| Text segment |
Thats better dedication than me, well done but im more hoping the Insanity workout will reduce bf then as i say maybe a second round of P90x or opt for X2 and bulk up......

How are you measuring your bf ?


----------



## buck-egit

Prism Detailing said:


> Thats better dedication than me, well done but im more hoping the Insanity workout will reduce bf then as i say maybe a second round of P90x or opt for X2 and bulk up......
> 
> How are you measuring your bf ?


I used BF calipers from Ebay for 2-3 quid.. then use the Jackson/pollock method to help you do the calcs...

I am throwing in a couple of Rushfit's instead of the P90x Cardio's and instead of the Kenpo I do an Hour of Badminton on a Sat...Cant wait to get my Powerblocks they go upto 24kgs per hand on the stage 1.. stage 2 takes them as high as 44kgs per hand...


----------



## Ross

Can I do any of this with a busted Quad muscle? I like to think my diet is pretty good so its just the workout side I am more concerned about.


----------



## buck-egit

Ross said:


> Can I do any of this with a busted Quad muscle? I like to think my diet is pretty good so its just the workout side I am more concerned about.


You can do press-ups and pull-ups, and use a set of bumbells.. and just leave out the cardio and leg work till your Quad gets better....:thumb:

Check out Post 4 Its shows alot of the moves in P90X...


----------



## Ross

I have been trying press ups,more advanced ab workouts ect which I helping get rid of the belly.Not being able to do any real cardio work is starting to frustrate me now.


----------



## BENJY

JenJen said:


> Ben beachbody.co.uk sell the dvd sets and you can get good kit from argos


Just purchased:thumb:

Also purchased this pull up bar which seems like a good price
C licky

I currently have resistance bands so i'm gonna use them for the first week until my muscles get used to being used again then i'll purchase some dumbells. What weights do people recommend? Do I need a full set or would some 10,12's and 14's be enough?

Cheers

Ben


----------



## buck-egit

My Powerblocks 9.0s just arrived today...:doublesho:doublesho

depends what you want to spend mate ... These babys cost me £295 inc P&P

but they range from 2.5 kilos up to 41 kilos per hand

This is them here


----------



## DaveDesign

I saw the P90x on one of the home shopping channels and was quite impressed, soon fobbed it off as tat as of course was on a home shopping channel, pumped full of hype so they get sales.

| Entries shown |
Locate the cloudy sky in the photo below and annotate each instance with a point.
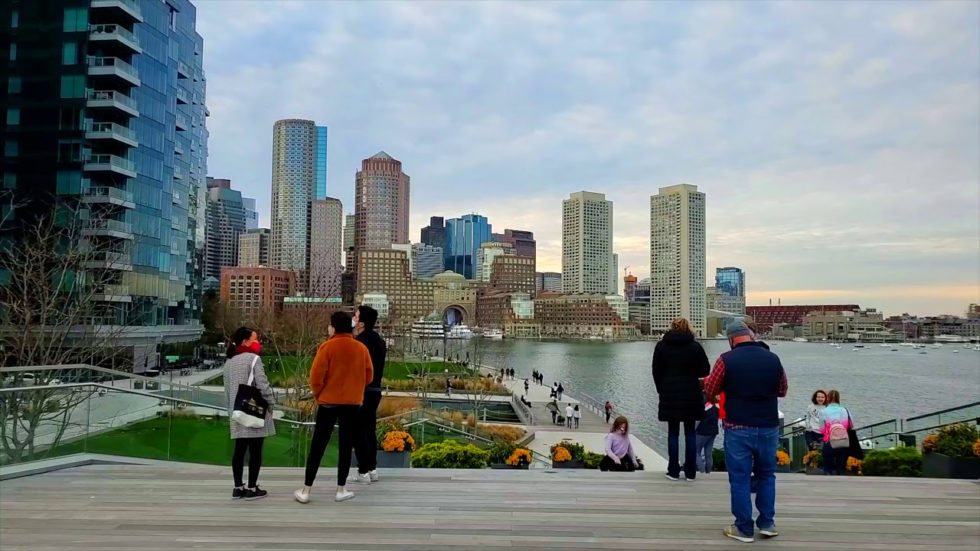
(838, 143)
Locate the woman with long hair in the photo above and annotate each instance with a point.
(244, 367)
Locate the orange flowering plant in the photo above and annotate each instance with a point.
(398, 441)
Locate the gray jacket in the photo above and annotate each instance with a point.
(236, 373)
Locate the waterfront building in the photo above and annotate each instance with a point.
(253, 248)
(225, 222)
(464, 237)
(587, 234)
(105, 129)
(326, 247)
(381, 205)
(255, 291)
(677, 257)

| Written instruction |
In the forum thread on home workouts, what price does buck-egit give for the Powerblocks 9.0s, including postage and packing?

| The reply |
£295, including P&P.